» **Exercise A**: Summarize the review of The Reek of Red Herrings in two sentences.
» **Exercise B**: Carry on the review of The Reek of Red Herrings, beginning right after its final sentence.

» **Extracted text**:
————
Day 1123: The Reek of Red Herrings

Cover for The Reek of Red HerringsAlthough I’ve come to prefer Catriona McPherson’s contemporary thrillers, for lighter fare, her Dandy Gilver mysteries are lots of fun. Dandy began her career in 1918 with After the Armistice Ball. Twelve years later, she and her partner Alec Osbourne are more sedate, but not much more.

Dandy and Alec’s newest client wants them to skip the family Christmas to investigate a confidential problem. He is a herring exporter, and several barrels of his herring have been returned containing foreign objects, that is, the pieces of someone’s body. Mr. Birchfield does not want to notify the police, because knowledge of this problem will ruin his business. He wants Dandy and Alec to find out who is missing and what happened.

Because the herring fishermen and the “quines,” the girls who gut the fish, only return home a couple of months a year, they must travel to the fishing village of Gamrie, on the Banffshire coast, over Christmas. Dandy is all too happy to escape a dreary house party.

In Gamrie, the two pose as philologists, supposedly recording the local dialect. The village is an uncomfortable one, with freezing weather and a stark hotel as the only accomodation. The villagers themselves are caught up in the preparations for five marriages. All the brides are pregnant, for the custom is to be handfasted and only marry if the handfasting “takes,” that is, the bride gets pregnant.

There is some concern in the village about the marriages of two of the Mason girls. They are marrying two of the Gow boys, who fished in the same boat with John Gow, their older brother. John Gow went overboard last year, and it is considered unlucky for anyone to marry his shipmates unless they take to different boats. But the Gow brothers are keeping their brother’s boat and marrying the two Mason girls, whose older sister was handfasted to John Gow and who disappeared after his death. This news has Dandy checking with Mr. Birchfield that the corpse is indeed male, but it is.
————
(Image-grounded pointing data)
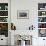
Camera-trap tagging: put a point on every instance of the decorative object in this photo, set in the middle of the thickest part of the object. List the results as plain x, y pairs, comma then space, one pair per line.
6, 7
42, 32
22, 14
31, 27
13, 27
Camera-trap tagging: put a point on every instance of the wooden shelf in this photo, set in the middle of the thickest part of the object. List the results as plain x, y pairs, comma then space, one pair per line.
3, 10
42, 10
41, 28
42, 16
3, 22
41, 22
3, 16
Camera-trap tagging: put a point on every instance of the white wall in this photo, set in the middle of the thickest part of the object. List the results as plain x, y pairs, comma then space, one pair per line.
23, 24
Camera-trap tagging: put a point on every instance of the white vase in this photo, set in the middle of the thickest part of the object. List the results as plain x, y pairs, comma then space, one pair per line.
22, 43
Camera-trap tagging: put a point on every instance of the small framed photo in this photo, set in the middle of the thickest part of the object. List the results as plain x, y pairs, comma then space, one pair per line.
22, 14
————
» **Exercise response A**: In this Dandy Gilver mystery by Catriona McPherson, the herring exporter Mr. Birchfield hires Dandy and Alec Osbourne to find out, without notifying the police, who is missing and what happened after barrels of his herring came back containing pieces of someone's body. Posing as philologists in the freezing fishing village of Gamrie over Christmas, they find the villagers preparing for five marriages, including those of two Mason girls to two Gow brothers, which some consider unlucky because the brothers are keeping the boat of their older brother John Gow, who went overboard last year.

» **Exercise response B**:
Dandy and Alec also have the dubious pleasure, suggested by Dandy’s husband Hugh, of going to visit Searle’s Realm of Bounteous Wonder. This display is a series of rooms depicting various scenes made up entirely of stuffed animals, a wonder of taxidermy. The two brothers, Warwick and Durban, are very odd, and the exhibits are appalling.

Dandy and Alec’s investigations turn up no unaccounted for villagers except Nancy Mason, but they eventually hear about several missing strange men, people who came to town but never were seen again. Some of the men were derelicts and one was an artists’ model. At least two claimed to have work. So, Dandy and Alec go from having no potential victims to several. All the while, a terrific storm is threatening.

This novel was interesting, from the perspective of the villagers’ wedding traditions and beliefs. Although I figured out fairly soon something about the missing men, I did not figure out the overall scope, nor the identity of Mr. Pickle, as Alec calls the body. This was a fun, if a bit ghoulish, mystery.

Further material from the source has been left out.